**Your instructions:** Return each line of the items below that contains the word "every", matching case exactly.

[Dataset records]
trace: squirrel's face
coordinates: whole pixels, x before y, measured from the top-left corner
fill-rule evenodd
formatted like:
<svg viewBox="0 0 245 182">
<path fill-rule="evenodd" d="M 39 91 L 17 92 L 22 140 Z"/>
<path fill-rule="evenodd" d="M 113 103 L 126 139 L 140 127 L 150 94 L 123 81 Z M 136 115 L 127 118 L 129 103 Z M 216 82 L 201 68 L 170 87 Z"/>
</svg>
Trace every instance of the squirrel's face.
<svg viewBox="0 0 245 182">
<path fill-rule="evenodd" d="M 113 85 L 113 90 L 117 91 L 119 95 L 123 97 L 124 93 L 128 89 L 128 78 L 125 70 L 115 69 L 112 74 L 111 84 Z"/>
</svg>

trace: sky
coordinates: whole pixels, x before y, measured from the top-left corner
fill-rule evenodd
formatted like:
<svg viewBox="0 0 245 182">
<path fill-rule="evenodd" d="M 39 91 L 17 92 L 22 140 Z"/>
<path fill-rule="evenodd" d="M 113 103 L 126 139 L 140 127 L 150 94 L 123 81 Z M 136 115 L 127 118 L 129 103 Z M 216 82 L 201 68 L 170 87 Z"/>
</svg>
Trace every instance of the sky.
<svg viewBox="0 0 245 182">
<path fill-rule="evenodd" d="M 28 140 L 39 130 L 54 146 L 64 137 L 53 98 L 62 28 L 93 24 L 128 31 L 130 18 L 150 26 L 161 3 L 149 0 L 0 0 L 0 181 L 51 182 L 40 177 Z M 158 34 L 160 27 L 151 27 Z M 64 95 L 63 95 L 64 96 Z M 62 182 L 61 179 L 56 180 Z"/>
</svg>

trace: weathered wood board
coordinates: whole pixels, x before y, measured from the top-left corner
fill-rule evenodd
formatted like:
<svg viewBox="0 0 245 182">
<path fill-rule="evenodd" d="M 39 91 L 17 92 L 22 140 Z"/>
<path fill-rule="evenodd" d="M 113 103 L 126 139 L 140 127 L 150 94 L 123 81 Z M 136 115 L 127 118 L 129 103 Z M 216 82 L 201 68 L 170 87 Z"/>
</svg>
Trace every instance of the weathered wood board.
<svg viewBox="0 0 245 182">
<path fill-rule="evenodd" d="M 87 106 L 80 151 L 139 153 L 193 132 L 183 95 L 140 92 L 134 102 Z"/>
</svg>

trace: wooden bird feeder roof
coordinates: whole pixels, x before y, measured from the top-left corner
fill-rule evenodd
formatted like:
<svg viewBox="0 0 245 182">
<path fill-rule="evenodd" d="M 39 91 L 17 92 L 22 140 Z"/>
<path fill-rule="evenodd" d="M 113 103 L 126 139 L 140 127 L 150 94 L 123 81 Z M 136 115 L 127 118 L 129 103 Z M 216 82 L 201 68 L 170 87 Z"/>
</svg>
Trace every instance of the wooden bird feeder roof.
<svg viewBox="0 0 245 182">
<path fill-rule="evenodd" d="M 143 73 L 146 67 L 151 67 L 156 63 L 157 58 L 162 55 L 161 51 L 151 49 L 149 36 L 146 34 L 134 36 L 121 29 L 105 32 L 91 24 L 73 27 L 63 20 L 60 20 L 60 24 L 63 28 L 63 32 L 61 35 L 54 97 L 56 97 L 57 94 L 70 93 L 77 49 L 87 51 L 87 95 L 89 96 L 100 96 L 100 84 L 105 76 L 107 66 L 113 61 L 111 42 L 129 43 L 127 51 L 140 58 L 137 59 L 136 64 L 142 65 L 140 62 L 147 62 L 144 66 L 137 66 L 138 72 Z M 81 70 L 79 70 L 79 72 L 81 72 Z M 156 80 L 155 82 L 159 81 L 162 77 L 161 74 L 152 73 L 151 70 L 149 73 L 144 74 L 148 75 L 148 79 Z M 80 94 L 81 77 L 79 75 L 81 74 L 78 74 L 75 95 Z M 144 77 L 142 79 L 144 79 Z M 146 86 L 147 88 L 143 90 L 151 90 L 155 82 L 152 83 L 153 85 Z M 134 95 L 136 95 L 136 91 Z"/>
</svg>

**Output below:**
Trace every instance of the squirrel's face.
Trace every instance of the sky.
Trace every instance of the weathered wood board.
Trace every instance of the wooden bird feeder roof.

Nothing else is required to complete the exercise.